■ GIVEN PROBLEM ■
Add 101 to every point coordinate in the answers, and write out again only the part of the records that opens with the line containing "form [(783, 56)]." and closes with the line containing "[(683, 254)]", requests included. Leave the numbers in the requests and in their format samples unchanged.

■ INFORMATION PROVIDED ■
----

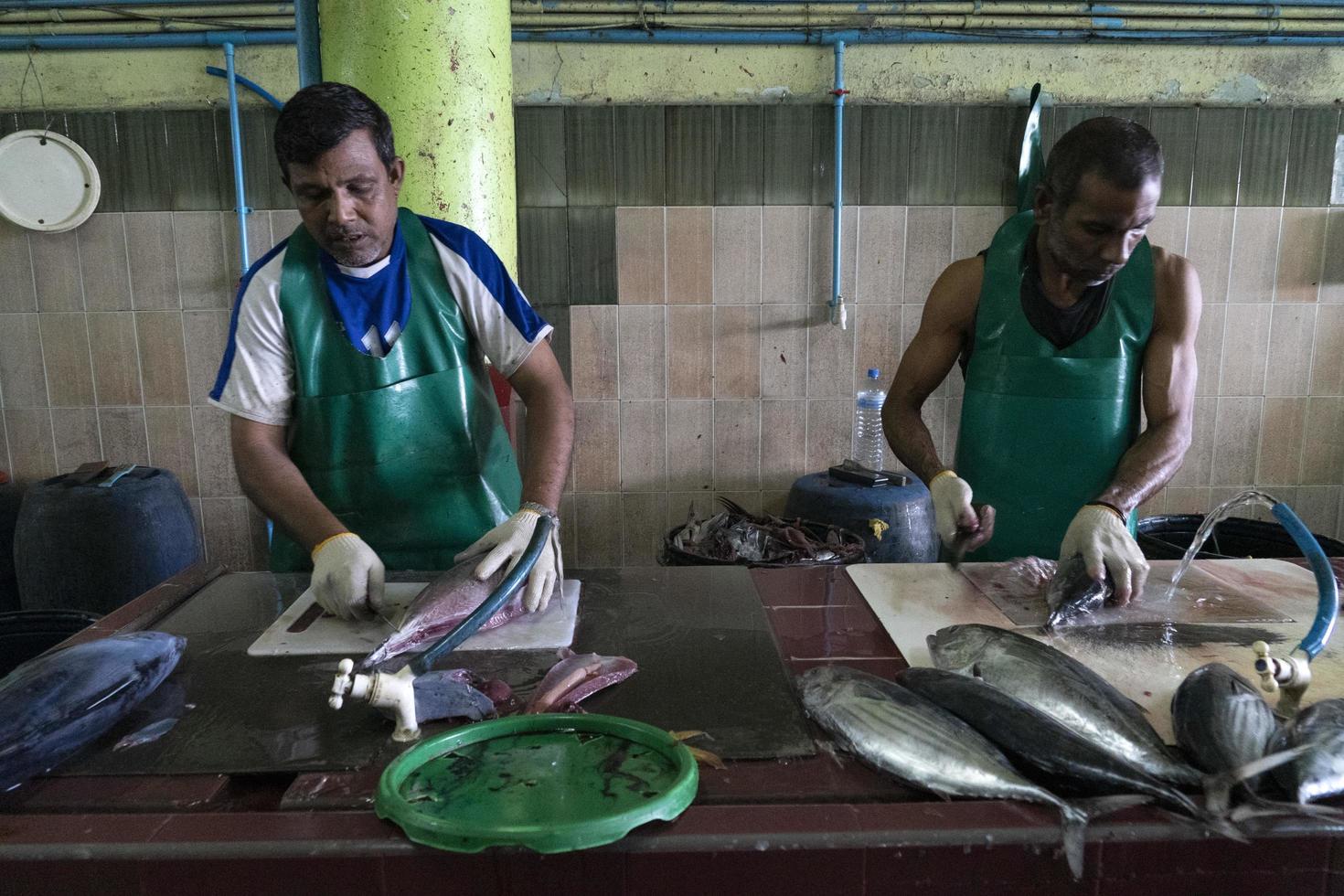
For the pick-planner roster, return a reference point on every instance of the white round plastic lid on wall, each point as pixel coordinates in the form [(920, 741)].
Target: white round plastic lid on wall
[(48, 182)]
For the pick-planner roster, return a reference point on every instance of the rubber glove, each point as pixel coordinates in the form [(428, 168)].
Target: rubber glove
[(347, 577), (508, 540), (958, 524), (1101, 536)]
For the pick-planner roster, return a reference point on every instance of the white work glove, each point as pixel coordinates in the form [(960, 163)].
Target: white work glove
[(508, 540), (1100, 535), (347, 577)]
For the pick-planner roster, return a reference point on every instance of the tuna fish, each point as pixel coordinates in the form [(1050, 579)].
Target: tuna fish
[(575, 677), (1072, 594), (440, 606), (60, 701), (1221, 720), (1318, 772), (1063, 689), (905, 735), (1038, 744)]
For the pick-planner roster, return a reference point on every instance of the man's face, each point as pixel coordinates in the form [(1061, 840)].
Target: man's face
[(347, 199), (1093, 238)]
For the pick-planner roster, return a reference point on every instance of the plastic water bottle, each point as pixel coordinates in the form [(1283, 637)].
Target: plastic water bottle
[(869, 440)]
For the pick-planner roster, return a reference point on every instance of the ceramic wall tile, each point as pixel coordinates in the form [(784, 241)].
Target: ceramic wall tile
[(689, 351), (593, 347), (784, 349), (737, 445), (785, 252), (640, 258), (882, 254), (23, 382), (102, 262), (56, 263), (644, 446), (689, 255), (1300, 255), (65, 348), (163, 360), (640, 156), (737, 254), (643, 352), (737, 351), (597, 445), (689, 446)]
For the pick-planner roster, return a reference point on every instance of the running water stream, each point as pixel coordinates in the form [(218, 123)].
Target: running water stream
[(1212, 518)]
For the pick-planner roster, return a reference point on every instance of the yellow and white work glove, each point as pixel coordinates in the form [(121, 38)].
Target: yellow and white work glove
[(508, 540), (347, 577), (1098, 532), (952, 511)]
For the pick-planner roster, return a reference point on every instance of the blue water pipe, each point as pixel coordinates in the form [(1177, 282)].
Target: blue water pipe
[(837, 312), (251, 85), (923, 35), (235, 142), (1326, 584)]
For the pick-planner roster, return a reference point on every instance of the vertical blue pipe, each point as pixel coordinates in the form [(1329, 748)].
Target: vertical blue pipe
[(837, 300), (235, 140), (306, 39)]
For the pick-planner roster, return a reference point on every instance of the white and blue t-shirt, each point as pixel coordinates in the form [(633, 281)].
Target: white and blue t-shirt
[(257, 374)]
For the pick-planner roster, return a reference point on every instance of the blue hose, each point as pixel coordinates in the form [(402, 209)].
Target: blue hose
[(468, 626), (1329, 602)]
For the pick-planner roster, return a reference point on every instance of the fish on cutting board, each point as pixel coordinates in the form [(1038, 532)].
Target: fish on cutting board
[(440, 606)]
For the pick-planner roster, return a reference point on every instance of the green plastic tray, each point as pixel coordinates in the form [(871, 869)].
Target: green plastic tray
[(551, 782)]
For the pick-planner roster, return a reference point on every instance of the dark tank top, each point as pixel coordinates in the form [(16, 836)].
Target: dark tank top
[(1061, 325)]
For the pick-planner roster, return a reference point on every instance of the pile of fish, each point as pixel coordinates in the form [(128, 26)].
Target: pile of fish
[(1007, 716), (737, 536), (60, 701)]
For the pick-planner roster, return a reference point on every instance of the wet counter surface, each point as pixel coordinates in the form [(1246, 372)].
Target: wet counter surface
[(801, 824)]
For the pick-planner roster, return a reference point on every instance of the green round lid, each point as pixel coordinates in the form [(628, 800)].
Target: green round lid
[(552, 782)]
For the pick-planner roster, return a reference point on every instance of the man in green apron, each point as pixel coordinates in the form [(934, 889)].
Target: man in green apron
[(1066, 328), (363, 420)]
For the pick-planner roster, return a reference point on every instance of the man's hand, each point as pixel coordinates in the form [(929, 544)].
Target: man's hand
[(960, 527), (507, 541), (347, 577), (1098, 534)]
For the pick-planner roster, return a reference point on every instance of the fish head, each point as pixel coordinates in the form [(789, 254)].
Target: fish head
[(958, 647)]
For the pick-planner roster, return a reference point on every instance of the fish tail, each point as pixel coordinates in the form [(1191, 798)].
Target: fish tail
[(1074, 816), (1218, 789)]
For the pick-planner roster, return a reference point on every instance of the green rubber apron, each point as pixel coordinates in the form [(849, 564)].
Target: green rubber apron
[(408, 450), (1043, 429)]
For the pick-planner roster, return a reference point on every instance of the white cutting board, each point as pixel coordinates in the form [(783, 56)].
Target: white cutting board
[(915, 600), (325, 635)]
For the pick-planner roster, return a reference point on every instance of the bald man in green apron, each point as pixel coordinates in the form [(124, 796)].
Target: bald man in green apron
[(363, 420), (1066, 329)]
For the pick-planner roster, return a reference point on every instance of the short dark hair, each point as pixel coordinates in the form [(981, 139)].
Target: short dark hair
[(322, 116), (1120, 151)]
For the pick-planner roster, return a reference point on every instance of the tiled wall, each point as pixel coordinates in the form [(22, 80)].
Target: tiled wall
[(683, 254)]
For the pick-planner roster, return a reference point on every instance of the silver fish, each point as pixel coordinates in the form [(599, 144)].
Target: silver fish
[(1318, 772), (440, 606), (1072, 594), (575, 677), (1063, 689), (1037, 743), (1221, 719), (906, 736)]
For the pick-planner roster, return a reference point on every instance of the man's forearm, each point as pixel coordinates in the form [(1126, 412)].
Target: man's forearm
[(549, 438), (912, 443), (1148, 465)]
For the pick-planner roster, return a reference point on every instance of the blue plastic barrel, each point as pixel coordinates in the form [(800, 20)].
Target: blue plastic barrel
[(83, 546), (903, 506)]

----

■ WRITTEN RESPONSE ■
For the pick-planner roster, return a reference point on every instance of the white cutting board, each point as pixel coordinates in the form [(783, 56)].
Target: white cutting board
[(1016, 701), (426, 736)]
For the pick-planner roster, return a reference point on every instance of the bald man in green apron, each point as pixel coordinates in the form [(124, 796)].
Target: bald man in green apron
[(464, 521), (1167, 430)]
For the pick-planner roster, return a reference point on every instance of the short dark hair, each point as pixel coordinates in the form [(981, 139)].
Target: short dark hair
[(423, 217), (1221, 252)]
For the pick-planner roster, return a reference point on every instance of the tiled wall, each point as pixel coordinates in the form [(22, 80)].
Target: tiled wall
[(784, 355)]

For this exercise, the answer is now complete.